# [THE TASK]
In the market commentary below, copy the stretch from "If the money" through "another nice PowerPoint." word for word.

# [SOURCE]
# # # #

Great for mega-cap tech and data-center builders—but it also means any AI wobble risks hitting growth, capex, and the “I feel richer, so I spend more” wealth effect all at once.

🇩🇪 Germany’s Big Fiscal Swing
After years of stagnation, Germany is lining up up to €1 trillion in civil and defense spending to pivot away from pure export-dependence.

If the money actually flows into projects and factories, it supports euro-area demand and industrials; if bureaucracy wins, it’s just another nice PowerPoint.

🌍 Tariffs Quietly Slow the Global Buffet
Higher U.S. import taxes haven’t caused a crash, but they have shaved growth in multiple export-heavy economies and are expected to keep global GDP below its old trend.

AI-related trade is the offset for now; any slowdown there leaves the tariff hit more exposed.

📉 Data Blackout, Louder Vibes
Skipping the October unemployment rate and delaying other stats means the Fed walks into December with an incomplete read on the labor market.

That pushes more weight onto surveys and markets, where people are loudly unhappy about prices even if they’re still mostly employed.

🍁 Canada’s Soft Retail Tape
Canadian retail sales fell in September and were flat in October, with households pulling back on cars and some discretionary buys while still paying more at the till.

It’s a preview of what a slow, choppy, tariff-hit consumer looks like when rate cuts have already happened but don’t magically fix affordability.

Market Impacts

Equities: Futures are basically in a food coma after a huge Thanksgiving week, with big up days, but still a red November thanks to the tech/AI wobble.

The Nasdaq is on track to break its seven-month win streak, even though dip buyers have finally shown up in the last few sessions.

The simple play: keep your core in durable growers (profitable tech, quality blue chips) and use any leftover gravy to nibble on beaten-up AI names you actually believe in, not the story stocks your cousin pitched over dinner.

# # # #

# [STORED DATA]
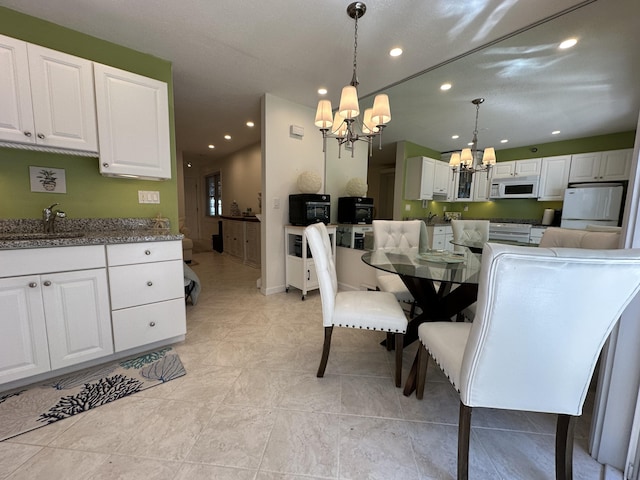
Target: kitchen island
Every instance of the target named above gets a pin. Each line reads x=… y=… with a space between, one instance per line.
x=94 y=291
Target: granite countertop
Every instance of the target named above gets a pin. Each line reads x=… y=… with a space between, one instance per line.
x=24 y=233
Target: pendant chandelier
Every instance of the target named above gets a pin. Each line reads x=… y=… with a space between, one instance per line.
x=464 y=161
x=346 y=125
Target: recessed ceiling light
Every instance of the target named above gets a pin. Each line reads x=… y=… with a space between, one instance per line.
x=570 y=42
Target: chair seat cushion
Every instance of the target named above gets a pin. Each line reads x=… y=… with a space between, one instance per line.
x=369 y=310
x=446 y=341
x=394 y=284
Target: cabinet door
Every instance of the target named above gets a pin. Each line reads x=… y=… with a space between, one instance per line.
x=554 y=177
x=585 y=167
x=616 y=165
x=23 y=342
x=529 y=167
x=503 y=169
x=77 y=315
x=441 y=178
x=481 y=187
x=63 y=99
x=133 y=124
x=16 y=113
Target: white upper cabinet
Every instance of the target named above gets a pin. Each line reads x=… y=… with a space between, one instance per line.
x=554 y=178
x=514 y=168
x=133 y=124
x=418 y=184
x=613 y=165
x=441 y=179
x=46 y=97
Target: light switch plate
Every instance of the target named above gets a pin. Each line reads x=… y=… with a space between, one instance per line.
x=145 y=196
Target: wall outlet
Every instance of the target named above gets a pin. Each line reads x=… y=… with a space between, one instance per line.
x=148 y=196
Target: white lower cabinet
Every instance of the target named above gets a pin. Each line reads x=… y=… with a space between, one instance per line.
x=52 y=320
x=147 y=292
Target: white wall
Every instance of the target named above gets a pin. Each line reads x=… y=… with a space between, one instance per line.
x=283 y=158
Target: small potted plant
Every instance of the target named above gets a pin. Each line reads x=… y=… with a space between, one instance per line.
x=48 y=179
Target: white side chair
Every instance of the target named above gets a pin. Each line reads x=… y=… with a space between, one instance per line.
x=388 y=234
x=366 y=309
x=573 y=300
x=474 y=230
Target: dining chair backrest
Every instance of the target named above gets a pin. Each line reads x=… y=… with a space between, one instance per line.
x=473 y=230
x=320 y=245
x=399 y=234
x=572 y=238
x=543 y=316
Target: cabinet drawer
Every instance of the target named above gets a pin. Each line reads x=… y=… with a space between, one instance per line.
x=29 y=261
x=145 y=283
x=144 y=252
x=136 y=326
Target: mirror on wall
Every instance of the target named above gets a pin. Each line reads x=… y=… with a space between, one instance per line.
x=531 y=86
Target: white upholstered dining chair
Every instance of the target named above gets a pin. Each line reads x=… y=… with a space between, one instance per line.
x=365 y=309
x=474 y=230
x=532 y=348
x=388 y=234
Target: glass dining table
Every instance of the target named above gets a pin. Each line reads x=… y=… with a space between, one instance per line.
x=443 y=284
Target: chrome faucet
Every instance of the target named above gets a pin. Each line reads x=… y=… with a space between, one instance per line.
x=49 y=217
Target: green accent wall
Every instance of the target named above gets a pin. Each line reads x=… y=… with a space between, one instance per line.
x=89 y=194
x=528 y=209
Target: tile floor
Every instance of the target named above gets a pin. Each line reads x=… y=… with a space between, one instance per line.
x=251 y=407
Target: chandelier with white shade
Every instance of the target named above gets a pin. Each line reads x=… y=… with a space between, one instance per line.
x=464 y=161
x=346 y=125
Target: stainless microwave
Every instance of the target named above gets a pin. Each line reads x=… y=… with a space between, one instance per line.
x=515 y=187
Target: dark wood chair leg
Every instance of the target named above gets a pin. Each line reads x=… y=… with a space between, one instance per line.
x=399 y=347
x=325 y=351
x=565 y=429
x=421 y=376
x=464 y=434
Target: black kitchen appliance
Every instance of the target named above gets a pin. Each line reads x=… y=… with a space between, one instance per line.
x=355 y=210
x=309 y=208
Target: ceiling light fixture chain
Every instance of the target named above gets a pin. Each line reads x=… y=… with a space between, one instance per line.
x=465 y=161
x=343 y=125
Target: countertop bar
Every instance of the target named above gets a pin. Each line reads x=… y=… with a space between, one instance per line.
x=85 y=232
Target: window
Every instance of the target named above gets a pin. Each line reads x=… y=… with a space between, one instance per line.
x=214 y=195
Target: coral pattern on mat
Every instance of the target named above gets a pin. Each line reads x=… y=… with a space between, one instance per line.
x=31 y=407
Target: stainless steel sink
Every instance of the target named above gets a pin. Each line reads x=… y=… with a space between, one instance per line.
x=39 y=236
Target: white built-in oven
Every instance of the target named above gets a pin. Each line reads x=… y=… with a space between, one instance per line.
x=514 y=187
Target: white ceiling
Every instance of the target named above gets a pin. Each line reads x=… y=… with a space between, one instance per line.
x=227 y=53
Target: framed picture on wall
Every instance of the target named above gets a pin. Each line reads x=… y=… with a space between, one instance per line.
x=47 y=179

# # # #

# [SOLUTION TO THE PROBLEM]
If the money actually flows into projects and factories, it supports euro-area demand and industrials; if bureaucracy wins, it’s just another nice PowerPoint.